■ What is required ■
Format the lines of the entries below as a numbered list, leaving out blank lines and the pictures.

■ Data for the task ■
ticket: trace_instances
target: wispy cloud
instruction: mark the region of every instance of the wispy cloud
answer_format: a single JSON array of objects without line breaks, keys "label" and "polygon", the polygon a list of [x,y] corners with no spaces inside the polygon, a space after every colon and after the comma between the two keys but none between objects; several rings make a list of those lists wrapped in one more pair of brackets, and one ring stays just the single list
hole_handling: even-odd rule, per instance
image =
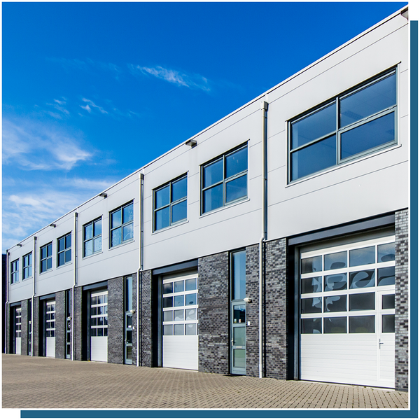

■ Correct answer ■
1. ticket: trace_instances
2. target: wispy cloud
3. instruction: mark the region of every instance of the wispy cloud
4. answer_format: a single JSON array of objects without line breaks, keys "label" and "polygon", the polygon a list of [x,y] corners with no spaces inside the polygon, a space after every colon and after the comma between the two keys but none between objects; several rings make a list of those lists wrapped in one more pair of brackets, and one ring stays just the single list
5. hole_handling: even-odd rule, per instance
6. image =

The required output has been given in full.